*** PASSAGE FOR REVIEW ***
KFAM shut our physical offices to the public due to the COVID-19 Pandemic, but we moved all our programs and services virtually. All our mental health counseling sessions, parenting classes, case management, and certified trainings were moved to video conferencing platforms. We wanted to make sure our Community members were safe, safe, and healthy. KFAM held CoronaBlue seminars and group counseling sessions to talk about the mental stress and anxiety caused by the pandemic. We also created a special youtube channel filled with coping skills and self-care tips. In addition, KFAM gave out over 338 safety boxes filled with PPE and cleaning supplies, 350 visa gift cards to buy basic necessities, 100 culturally competent Asian food boxes, over 100 boxes of diapers and formula, and over $370,000 in financial pandemic relief to our clients. We wanted to ensure our communities were being taken care of during these unprecedented times.
From your perspective, what concerns your community the most?
Our community members are hesitant to ask for help because of the social stigma around KFAM's core services in Mental Health, Family and Domestic Violence, and Foster Care. I wish we could get rid of these barriers so that people would come to us for help and support. KFAM focuses on bringing more awareness, outreaching and educating the community to overcome these obstacles. The more we talk about these social issues, the easier it will be for individuals to ask for help. People go to the doctors when they are physically in pain, why don't we get professional help when we are mentally in pain?
What has your community taught you?
One of the biggest things I learned about our community during the COVID-19 pandemic was the love and passion of our community. When KFAM did a fundraiser to provide basic necessities for community members, they were there. When KFAM asked for volunteers, they were there. When we need individuals or families to provide safe, nurturing, and culturally competent homes for foster children, they were there.
*** End of PASSAGE FOR REVIEW ***
*** MATERIAL SUPPLIED ***
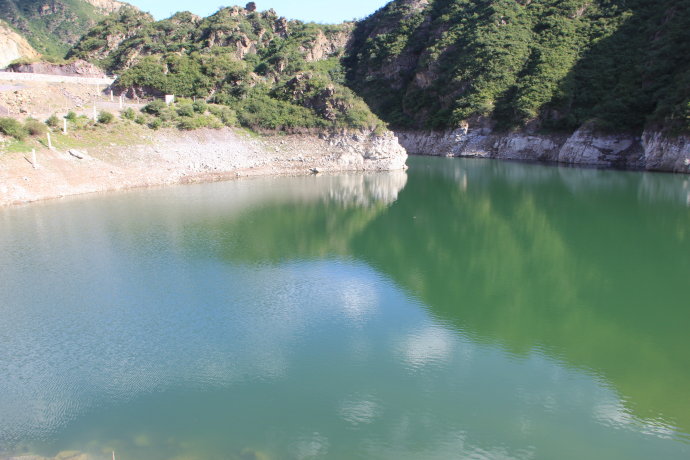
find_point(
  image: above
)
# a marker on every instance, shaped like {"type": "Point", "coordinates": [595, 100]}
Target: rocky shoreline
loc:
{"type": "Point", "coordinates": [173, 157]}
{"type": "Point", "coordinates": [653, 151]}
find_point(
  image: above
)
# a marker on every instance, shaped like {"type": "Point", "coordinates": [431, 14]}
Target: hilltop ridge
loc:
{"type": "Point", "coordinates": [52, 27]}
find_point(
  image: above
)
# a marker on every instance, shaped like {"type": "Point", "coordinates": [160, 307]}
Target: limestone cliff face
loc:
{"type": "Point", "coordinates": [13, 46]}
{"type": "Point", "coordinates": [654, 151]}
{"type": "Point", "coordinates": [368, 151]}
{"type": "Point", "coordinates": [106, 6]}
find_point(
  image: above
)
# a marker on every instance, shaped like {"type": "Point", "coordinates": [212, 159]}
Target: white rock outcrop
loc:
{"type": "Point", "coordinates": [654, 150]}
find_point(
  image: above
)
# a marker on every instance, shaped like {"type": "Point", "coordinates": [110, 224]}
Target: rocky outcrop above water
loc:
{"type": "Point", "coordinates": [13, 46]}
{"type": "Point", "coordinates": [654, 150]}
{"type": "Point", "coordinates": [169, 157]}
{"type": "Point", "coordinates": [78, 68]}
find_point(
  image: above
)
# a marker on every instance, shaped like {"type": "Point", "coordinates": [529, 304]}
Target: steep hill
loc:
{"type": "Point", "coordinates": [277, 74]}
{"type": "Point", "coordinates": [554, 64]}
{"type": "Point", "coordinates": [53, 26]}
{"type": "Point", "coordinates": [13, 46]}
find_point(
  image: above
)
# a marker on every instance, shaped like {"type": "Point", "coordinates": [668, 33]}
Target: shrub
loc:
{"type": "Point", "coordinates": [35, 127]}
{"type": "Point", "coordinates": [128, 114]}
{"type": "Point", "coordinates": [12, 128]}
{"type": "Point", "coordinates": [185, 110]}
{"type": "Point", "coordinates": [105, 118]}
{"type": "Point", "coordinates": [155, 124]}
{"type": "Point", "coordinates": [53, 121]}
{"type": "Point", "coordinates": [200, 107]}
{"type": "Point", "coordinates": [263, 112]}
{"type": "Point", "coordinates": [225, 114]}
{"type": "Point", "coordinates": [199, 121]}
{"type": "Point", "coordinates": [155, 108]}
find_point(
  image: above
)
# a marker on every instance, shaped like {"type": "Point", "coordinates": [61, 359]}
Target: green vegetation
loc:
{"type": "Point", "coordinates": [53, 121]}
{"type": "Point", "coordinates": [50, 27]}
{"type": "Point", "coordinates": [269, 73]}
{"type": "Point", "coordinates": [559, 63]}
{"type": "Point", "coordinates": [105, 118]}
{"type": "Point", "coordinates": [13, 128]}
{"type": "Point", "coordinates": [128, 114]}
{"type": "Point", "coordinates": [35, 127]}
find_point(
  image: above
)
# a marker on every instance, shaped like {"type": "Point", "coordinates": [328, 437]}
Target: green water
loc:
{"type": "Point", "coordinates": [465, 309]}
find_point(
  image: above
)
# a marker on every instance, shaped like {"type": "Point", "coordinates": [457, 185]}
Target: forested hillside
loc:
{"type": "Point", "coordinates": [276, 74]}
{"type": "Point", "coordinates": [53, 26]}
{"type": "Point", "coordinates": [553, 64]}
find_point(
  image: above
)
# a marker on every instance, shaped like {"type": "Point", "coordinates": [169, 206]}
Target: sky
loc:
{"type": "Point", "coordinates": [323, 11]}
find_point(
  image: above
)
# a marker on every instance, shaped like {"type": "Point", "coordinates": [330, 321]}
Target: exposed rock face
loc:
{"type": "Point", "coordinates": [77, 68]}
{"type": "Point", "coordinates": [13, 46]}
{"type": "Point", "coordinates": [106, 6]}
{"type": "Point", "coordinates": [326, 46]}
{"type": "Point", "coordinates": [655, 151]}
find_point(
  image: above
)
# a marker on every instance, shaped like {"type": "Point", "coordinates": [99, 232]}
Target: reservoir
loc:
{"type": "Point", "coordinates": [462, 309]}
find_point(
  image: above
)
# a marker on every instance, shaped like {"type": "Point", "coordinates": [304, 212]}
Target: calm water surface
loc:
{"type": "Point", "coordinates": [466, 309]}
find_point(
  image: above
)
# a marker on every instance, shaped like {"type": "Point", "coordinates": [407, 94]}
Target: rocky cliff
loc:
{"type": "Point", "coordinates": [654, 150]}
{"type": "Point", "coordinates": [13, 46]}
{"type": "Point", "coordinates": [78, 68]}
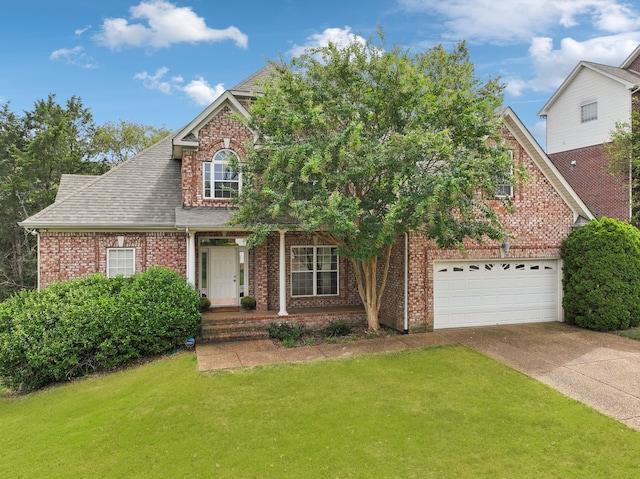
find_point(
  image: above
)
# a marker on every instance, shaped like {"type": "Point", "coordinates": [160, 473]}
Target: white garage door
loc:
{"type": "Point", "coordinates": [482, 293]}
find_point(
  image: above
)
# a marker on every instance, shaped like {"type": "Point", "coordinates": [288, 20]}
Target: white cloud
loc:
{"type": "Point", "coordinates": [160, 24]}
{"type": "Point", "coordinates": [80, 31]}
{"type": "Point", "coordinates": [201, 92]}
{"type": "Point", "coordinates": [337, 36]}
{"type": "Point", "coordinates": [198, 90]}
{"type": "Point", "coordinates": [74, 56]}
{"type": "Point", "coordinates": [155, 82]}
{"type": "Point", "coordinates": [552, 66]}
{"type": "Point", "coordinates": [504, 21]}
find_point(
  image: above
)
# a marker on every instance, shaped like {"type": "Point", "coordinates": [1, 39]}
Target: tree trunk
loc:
*** End of MATERIAL SUPPLIED ***
### TASK DESCRIPTION:
Continue the KFAM interview from the point where it stops, beginning after its final sentence.

### FINAL ANSWER:
Our community comes together as one during difficult times to uplift one another.
How did you become invested in this work?
I became invested in high school, I was involved with the Key Club, Leo Club, and Habitat for Humanity. At first, I joined clubs because all my friends were in them. Then, when we went out into the community to tutor children, give out food or build parts of a house, I saw the difference it made in the life of an individual. I wanted to find a career in changing and impacting individual's lives. In 2009, I joined KFAM as a part-time employee in the Child Care Food Program (CCFP). This is when I found out there were so many Koreans and Asians in need and I wanted to do something and be part of the solution.
What kind of community do you want to live in?
I want to live in a community where we care about one another, help and support each other. There is a Korean proverb, “It takes a village to raise a child”, I believe everyone needs help at different aspects of their lives and everyone can offer help at different aspects of their lives. Together we can get through anything and together we will thrive.
What is your favorite part about your job?
My favorite part about my job is the success stories I hear from my staff. When I hear about a client who graduates from our Clinical program and has a new perspective in his/her life because of our therapy sessions, it brings excitement and fulfillment. These stories fuel my heart and soul and recharge me.
What was a moment that positively impacted you in your work?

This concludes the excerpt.